[Labeled region records]
──────────────────────────────
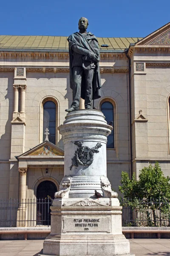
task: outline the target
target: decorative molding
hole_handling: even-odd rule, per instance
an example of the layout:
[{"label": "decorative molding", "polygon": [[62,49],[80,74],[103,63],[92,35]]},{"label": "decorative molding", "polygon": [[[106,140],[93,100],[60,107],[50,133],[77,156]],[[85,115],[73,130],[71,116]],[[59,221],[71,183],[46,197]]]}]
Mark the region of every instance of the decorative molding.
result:
[{"label": "decorative molding", "polygon": [[170,29],[168,29],[164,33],[161,34],[159,35],[155,38],[150,40],[146,45],[167,45],[170,44]]},{"label": "decorative molding", "polygon": [[42,68],[31,67],[26,68],[27,72],[43,72]]},{"label": "decorative molding", "polygon": [[27,86],[26,84],[22,84],[22,85],[20,85],[20,88],[21,91],[26,91],[26,87]]},{"label": "decorative molding", "polygon": [[143,62],[136,63],[136,71],[144,71],[144,63]]},{"label": "decorative molding", "polygon": [[17,67],[16,76],[24,76],[24,68],[23,67]]},{"label": "decorative molding", "polygon": [[170,62],[162,63],[162,62],[146,62],[146,67],[170,67]]},{"label": "decorative molding", "polygon": [[0,72],[14,72],[14,67],[0,67]]},{"label": "decorative molding", "polygon": [[115,68],[114,73],[128,73],[129,70],[126,68]]},{"label": "decorative molding", "polygon": [[128,52],[128,56],[131,58],[134,52],[138,54],[143,53],[149,54],[170,54],[170,45],[136,45],[130,47]]},{"label": "decorative molding", "polygon": [[27,173],[27,168],[19,168],[18,171],[21,175],[25,175]]},{"label": "decorative molding", "polygon": [[[24,50],[23,50],[23,52],[5,52],[4,50],[0,52],[0,59],[7,58],[69,60],[69,53],[68,50],[68,52],[40,52],[38,51],[30,52],[25,52]],[[102,52],[100,53],[100,59],[102,60],[126,60],[127,57],[124,52],[121,53]]]},{"label": "decorative molding", "polygon": [[90,198],[85,198],[74,203],[68,201],[65,202],[63,204],[63,206],[109,206],[109,202],[103,202],[103,204],[102,204],[100,202],[97,202],[96,200],[93,200]]},{"label": "decorative molding", "polygon": [[[14,68],[3,67],[0,68],[0,72],[14,72]],[[38,72],[38,73],[54,73],[58,72],[69,73],[70,69],[68,67],[26,67],[27,72]],[[101,74],[103,73],[128,73],[129,70],[126,68],[114,68],[111,67],[100,67],[100,71]]]},{"label": "decorative molding", "polygon": [[18,91],[20,88],[20,85],[13,85],[14,90]]}]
──────────────────────────────
◆ **THE EXERCISE**:
Select each line above that contains the string "target", and copy those lines in full.

◆ **RESULT OF THIS TASK**:
task: outline the target
target: decorative molding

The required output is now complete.